• **Recorded data**:
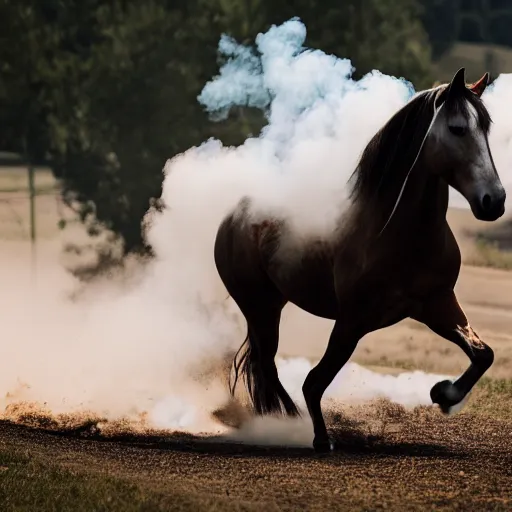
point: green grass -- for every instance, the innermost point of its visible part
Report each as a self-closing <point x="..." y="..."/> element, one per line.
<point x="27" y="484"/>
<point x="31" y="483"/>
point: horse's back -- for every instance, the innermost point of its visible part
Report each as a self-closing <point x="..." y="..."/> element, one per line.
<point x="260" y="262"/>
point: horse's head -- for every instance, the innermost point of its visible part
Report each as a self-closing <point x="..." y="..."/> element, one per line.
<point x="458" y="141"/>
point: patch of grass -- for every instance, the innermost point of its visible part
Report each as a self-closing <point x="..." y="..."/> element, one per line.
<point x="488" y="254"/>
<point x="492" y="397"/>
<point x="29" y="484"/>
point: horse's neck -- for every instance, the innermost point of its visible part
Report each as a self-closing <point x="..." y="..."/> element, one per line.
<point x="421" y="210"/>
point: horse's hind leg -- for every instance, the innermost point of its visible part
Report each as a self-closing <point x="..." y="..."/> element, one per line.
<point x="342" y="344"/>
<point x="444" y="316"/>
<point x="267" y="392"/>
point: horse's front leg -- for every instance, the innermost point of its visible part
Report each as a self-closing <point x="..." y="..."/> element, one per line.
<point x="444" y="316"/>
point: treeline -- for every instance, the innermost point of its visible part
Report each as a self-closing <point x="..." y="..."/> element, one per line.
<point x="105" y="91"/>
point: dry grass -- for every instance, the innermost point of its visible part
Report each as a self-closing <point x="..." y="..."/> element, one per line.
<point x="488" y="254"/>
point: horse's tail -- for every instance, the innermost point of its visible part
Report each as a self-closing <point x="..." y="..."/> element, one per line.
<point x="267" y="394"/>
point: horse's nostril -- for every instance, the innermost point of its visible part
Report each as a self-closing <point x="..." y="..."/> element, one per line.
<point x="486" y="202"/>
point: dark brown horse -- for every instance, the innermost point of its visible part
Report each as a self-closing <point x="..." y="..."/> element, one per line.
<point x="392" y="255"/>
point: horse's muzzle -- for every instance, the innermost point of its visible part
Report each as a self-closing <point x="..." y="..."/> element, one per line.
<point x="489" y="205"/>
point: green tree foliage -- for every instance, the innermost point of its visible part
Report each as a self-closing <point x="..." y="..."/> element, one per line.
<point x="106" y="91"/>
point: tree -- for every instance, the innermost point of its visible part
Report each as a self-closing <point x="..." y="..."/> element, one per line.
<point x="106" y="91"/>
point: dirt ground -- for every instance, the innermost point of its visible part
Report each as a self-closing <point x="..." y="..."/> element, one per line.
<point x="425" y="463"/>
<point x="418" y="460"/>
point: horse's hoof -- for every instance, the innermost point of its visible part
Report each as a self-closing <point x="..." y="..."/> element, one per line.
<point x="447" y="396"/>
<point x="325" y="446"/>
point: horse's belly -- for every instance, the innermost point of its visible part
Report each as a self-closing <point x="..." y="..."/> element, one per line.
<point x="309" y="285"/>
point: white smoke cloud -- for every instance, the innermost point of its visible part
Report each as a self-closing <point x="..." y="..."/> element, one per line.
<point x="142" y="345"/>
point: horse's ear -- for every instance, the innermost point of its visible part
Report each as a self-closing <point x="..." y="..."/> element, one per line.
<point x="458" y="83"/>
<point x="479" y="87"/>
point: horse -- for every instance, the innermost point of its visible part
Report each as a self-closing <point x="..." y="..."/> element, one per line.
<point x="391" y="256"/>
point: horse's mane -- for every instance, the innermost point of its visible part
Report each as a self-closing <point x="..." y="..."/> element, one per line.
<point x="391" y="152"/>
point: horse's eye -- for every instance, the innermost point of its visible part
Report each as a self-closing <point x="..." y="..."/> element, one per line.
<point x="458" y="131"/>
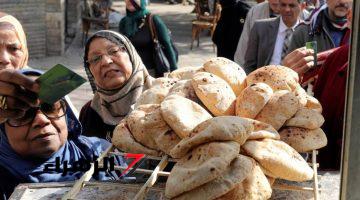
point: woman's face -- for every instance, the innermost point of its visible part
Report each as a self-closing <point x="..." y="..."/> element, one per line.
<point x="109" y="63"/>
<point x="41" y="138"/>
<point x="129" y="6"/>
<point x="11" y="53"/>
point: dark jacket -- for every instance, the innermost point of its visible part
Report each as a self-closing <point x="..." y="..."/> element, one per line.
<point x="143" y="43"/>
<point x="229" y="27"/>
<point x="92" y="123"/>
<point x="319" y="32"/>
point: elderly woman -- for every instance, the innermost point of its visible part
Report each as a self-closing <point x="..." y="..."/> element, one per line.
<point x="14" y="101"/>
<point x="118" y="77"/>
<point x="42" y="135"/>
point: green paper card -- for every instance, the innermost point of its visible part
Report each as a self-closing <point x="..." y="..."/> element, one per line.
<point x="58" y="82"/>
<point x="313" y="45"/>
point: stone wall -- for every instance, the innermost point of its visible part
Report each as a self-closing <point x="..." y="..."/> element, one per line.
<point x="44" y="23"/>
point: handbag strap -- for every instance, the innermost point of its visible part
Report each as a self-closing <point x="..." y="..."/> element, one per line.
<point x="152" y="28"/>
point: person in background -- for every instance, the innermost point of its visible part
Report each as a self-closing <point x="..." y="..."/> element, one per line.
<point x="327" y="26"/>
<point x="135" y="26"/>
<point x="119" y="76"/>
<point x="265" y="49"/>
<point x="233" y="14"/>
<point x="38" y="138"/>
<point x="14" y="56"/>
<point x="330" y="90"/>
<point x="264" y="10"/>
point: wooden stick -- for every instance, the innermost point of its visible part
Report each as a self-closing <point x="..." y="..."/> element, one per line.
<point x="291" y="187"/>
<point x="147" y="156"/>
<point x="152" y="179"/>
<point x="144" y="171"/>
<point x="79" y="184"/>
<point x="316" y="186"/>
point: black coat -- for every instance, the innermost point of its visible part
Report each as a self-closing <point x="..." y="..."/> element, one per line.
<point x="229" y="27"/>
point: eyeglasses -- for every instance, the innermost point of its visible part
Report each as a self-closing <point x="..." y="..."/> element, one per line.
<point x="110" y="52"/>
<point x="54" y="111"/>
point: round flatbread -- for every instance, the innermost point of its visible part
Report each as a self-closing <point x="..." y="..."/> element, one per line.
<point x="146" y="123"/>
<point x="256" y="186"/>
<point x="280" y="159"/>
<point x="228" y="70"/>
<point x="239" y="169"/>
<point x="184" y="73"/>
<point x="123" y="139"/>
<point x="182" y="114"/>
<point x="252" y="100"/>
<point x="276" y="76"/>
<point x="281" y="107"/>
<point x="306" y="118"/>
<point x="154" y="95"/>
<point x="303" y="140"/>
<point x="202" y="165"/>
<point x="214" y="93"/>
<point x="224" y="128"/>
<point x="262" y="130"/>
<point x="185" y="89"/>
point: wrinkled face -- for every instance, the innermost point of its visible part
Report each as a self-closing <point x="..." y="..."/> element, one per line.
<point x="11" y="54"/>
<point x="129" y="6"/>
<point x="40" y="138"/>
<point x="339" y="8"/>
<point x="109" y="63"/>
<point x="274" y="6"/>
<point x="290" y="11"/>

• **Your task**:
Render all of the data above as a JSON list of strings, one string per line, with blank lines omitted and the pictures left out.

• **Response to this exercise**:
[
  "point: green grass -- for every instance, the innermost point of its visible part",
  "Report each as a self-closing <point x=\"...\" y=\"...\"/> element, one per line.",
  "<point x=\"27\" y=\"484\"/>",
  "<point x=\"31\" y=\"483\"/>",
  "point: horse's back -- for every instance, the innermost point of its visible part",
  "Report each as a self-closing <point x=\"...\" y=\"...\"/> element, one per line.",
  "<point x=\"260\" y=\"262\"/>",
  "point: horse's head -- for every instance, the innermost point of its visible part",
  "Report each as a self-closing <point x=\"...\" y=\"...\"/> element, one per line.",
  "<point x=\"458\" y=\"141\"/>",
  "point: patch of grass -- for every instance, the innermost point of its visible part",
  "Report each as a self-closing <point x=\"...\" y=\"...\"/> element, one per line.",
  "<point x=\"488\" y=\"254\"/>",
  "<point x=\"492\" y=\"397\"/>",
  "<point x=\"29\" y=\"484\"/>",
  "point: horse's neck -- for every instance, the innermost point of its visible part",
  "Report each as a self-closing <point x=\"...\" y=\"...\"/> element, one per line.",
  "<point x=\"421\" y=\"210\"/>",
  "point: horse's hind leg -- for every instance, the innermost point of its visible part",
  "Report each as a self-closing <point x=\"...\" y=\"...\"/> element, one per line.",
  "<point x=\"342\" y=\"344\"/>",
  "<point x=\"444\" y=\"316\"/>",
  "<point x=\"267\" y=\"392\"/>",
  "point: horse's front leg -- for every instance, the innermost point of its visible part",
  "Report each as a self-closing <point x=\"...\" y=\"...\"/> element, one per line.",
  "<point x=\"444\" y=\"316\"/>",
  "point: treeline -- for every instance, the innermost point of its visible part",
  "Report each as a self-closing <point x=\"...\" y=\"...\"/> element, one per line.",
  "<point x=\"105\" y=\"91\"/>",
  "point: dry grass -- for every instance, the innermost point of its visible part",
  "Report each as a self-closing <point x=\"...\" y=\"...\"/> element, one per line.",
  "<point x=\"488\" y=\"254\"/>",
  "point: horse's tail -- for every instance, the innermost point of its visible part",
  "Report each as a self-closing <point x=\"...\" y=\"...\"/> element, one per line.",
  "<point x=\"267\" y=\"394\"/>",
  "point: horse's nostril -- for every instance, the innermost point of its visible part",
  "Report each as a self-closing <point x=\"...\" y=\"...\"/> element, one per line.",
  "<point x=\"486\" y=\"202\"/>",
  "point: dark brown horse -- for every instance, the innermost point of its visible part",
  "Report each as a self-closing <point x=\"...\" y=\"...\"/> element, one per line.",
  "<point x=\"392\" y=\"255\"/>",
  "point: horse's muzzle -- for every instance, the innermost point of its visible part",
  "Report each as a self-closing <point x=\"...\" y=\"...\"/> element, one per line.",
  "<point x=\"489\" y=\"205\"/>",
  "point: green tree foliage -- for every instance, the innermost point of its visible part",
  "Report each as a self-closing <point x=\"...\" y=\"...\"/> element, one per line.",
  "<point x=\"106\" y=\"91\"/>",
  "point: tree -- for every instance, the innermost point of its visible part",
  "Report each as a self-closing <point x=\"...\" y=\"...\"/> element, one per line.",
  "<point x=\"106\" y=\"91\"/>",
  "point: dirt ground -- for every instance, the innermost point of its visible part",
  "Report each as a self-closing <point x=\"...\" y=\"...\"/> element, one per line.",
  "<point x=\"425\" y=\"463\"/>",
  "<point x=\"418\" y=\"460\"/>",
  "point: horse's hoof -- for every instance, the innermost point of its visible part",
  "Report each as a self-closing <point x=\"...\" y=\"...\"/> element, one per line.",
  "<point x=\"447\" y=\"396\"/>",
  "<point x=\"325\" y=\"446\"/>",
  "point: horse's belly -- for every instance, the innermost point of its visible part",
  "Report each as a self-closing <point x=\"...\" y=\"...\"/> element, one per line.",
  "<point x=\"309\" y=\"285\"/>",
  "point: white smoke cloud -- for every instance, the innermost point of its visible part",
  "Report each as a self-closing <point x=\"...\" y=\"...\"/> element, one per line.",
  "<point x=\"142\" y=\"345\"/>",
  "point: horse's ear -- for every instance, the innermost point of its visible part",
  "Report each as a self-closing <point x=\"...\" y=\"...\"/> element, one per line.",
  "<point x=\"458\" y=\"83\"/>",
  "<point x=\"479\" y=\"87\"/>",
  "point: horse -- for every instance, the innermost point of its visible part",
  "Report each as a self-closing <point x=\"...\" y=\"...\"/> element, one per line.",
  "<point x=\"391\" y=\"256\"/>",
  "point: horse's mane -- for every instance, the innermost point of its visible part",
  "Report each as a self-closing <point x=\"...\" y=\"...\"/> element, one per line.",
  "<point x=\"391\" y=\"152\"/>",
  "point: horse's eye -- for every instance, the innermost point of its visible part",
  "Report each as a self-closing <point x=\"...\" y=\"...\"/> element, one per line.",
  "<point x=\"458\" y=\"131\"/>",
  "point: woman's face -- for every instance, the innermost point of its visible part",
  "Report each as a self-closing <point x=\"...\" y=\"...\"/> element, one per line.",
  "<point x=\"109\" y=\"63\"/>",
  "<point x=\"41\" y=\"138\"/>",
  "<point x=\"129\" y=\"6\"/>",
  "<point x=\"11\" y=\"53\"/>",
  "point: dark jacket -- for every instance, the innermost point of its visible part",
  "Report each as a self-closing <point x=\"...\" y=\"...\"/> element, one per line.",
  "<point x=\"143\" y=\"43\"/>",
  "<point x=\"229\" y=\"27\"/>",
  "<point x=\"92\" y=\"123\"/>",
  "<point x=\"319\" y=\"32\"/>",
  "point: elderly woman -- for every instance, the innermost point of its visible part",
  "Report each as a self-closing <point x=\"...\" y=\"...\"/> element, one per line.",
  "<point x=\"14\" y=\"101\"/>",
  "<point x=\"118\" y=\"77\"/>",
  "<point x=\"42\" y=\"135\"/>",
  "point: green paper card -- for every instance, the innermost point of its visible part",
  "Report each as a self-closing <point x=\"...\" y=\"...\"/> element, one per line.",
  "<point x=\"58\" y=\"82\"/>",
  "<point x=\"313\" y=\"45\"/>",
  "point: stone wall -- for every instance, the innermost point of its visible part",
  "Report each as a self-closing <point x=\"...\" y=\"...\"/> element, one per line.",
  "<point x=\"44\" y=\"23\"/>",
  "point: handbag strap -- for every instance, the innermost point of its visible part",
  "Report each as a self-closing <point x=\"...\" y=\"...\"/> element, one per line.",
  "<point x=\"152\" y=\"28\"/>",
  "point: person in background -- for every instance, the innermost point of its visible part",
  "Report each as a self-closing <point x=\"...\" y=\"...\"/> element, one per line.",
  "<point x=\"327\" y=\"26\"/>",
  "<point x=\"135\" y=\"26\"/>",
  "<point x=\"119\" y=\"76\"/>",
  "<point x=\"265\" y=\"49\"/>",
  "<point x=\"233\" y=\"14\"/>",
  "<point x=\"38\" y=\"138\"/>",
  "<point x=\"14\" y=\"56\"/>",
  "<point x=\"330\" y=\"90\"/>",
  "<point x=\"264\" y=\"10\"/>",
  "point: wooden stick -- for every instance, the innermost point of its visible part",
  "Report each as a self-closing <point x=\"...\" y=\"...\"/> element, one per line.",
  "<point x=\"291\" y=\"187\"/>",
  "<point x=\"147\" y=\"156\"/>",
  "<point x=\"152\" y=\"179\"/>",
  "<point x=\"144\" y=\"171\"/>",
  "<point x=\"79\" y=\"184\"/>",
  "<point x=\"316\" y=\"186\"/>",
  "point: black coat -- for every instance, the innermost point of its visible part",
  "Report each as a self-closing <point x=\"...\" y=\"...\"/> element, one per line.",
  "<point x=\"229\" y=\"27\"/>",
  "point: eyeglasses -- for every instance, the innermost point of its visible part",
  "Report each as a self-closing <point x=\"...\" y=\"...\"/> element, one per line.",
  "<point x=\"110\" y=\"52\"/>",
  "<point x=\"54\" y=\"111\"/>",
  "point: round flatbread -- for every instance, the innermost point of its visible part",
  "Report each as a self-closing <point x=\"...\" y=\"...\"/> element, one per line.",
  "<point x=\"146\" y=\"123\"/>",
  "<point x=\"256\" y=\"186\"/>",
  "<point x=\"280\" y=\"159\"/>",
  "<point x=\"228\" y=\"70\"/>",
  "<point x=\"239\" y=\"169\"/>",
  "<point x=\"184\" y=\"73\"/>",
  "<point x=\"123\" y=\"139\"/>",
  "<point x=\"182\" y=\"114\"/>",
  "<point x=\"252\" y=\"100\"/>",
  "<point x=\"276\" y=\"76\"/>",
  "<point x=\"281\" y=\"107\"/>",
  "<point x=\"306\" y=\"118\"/>",
  "<point x=\"154\" y=\"95\"/>",
  "<point x=\"303\" y=\"140\"/>",
  "<point x=\"202\" y=\"165\"/>",
  "<point x=\"214\" y=\"93\"/>",
  "<point x=\"224\" y=\"128\"/>",
  "<point x=\"262\" y=\"130\"/>",
  "<point x=\"185\" y=\"89\"/>",
  "point: wrinkled face -- for every instance, the innermost point of its visible part",
  "Report each as a self-closing <point x=\"...\" y=\"...\"/> element, one per line.",
  "<point x=\"11\" y=\"54\"/>",
  "<point x=\"129\" y=\"6\"/>",
  "<point x=\"40\" y=\"138\"/>",
  "<point x=\"339\" y=\"8\"/>",
  "<point x=\"109\" y=\"63\"/>",
  "<point x=\"274\" y=\"6\"/>",
  "<point x=\"290\" y=\"11\"/>"
]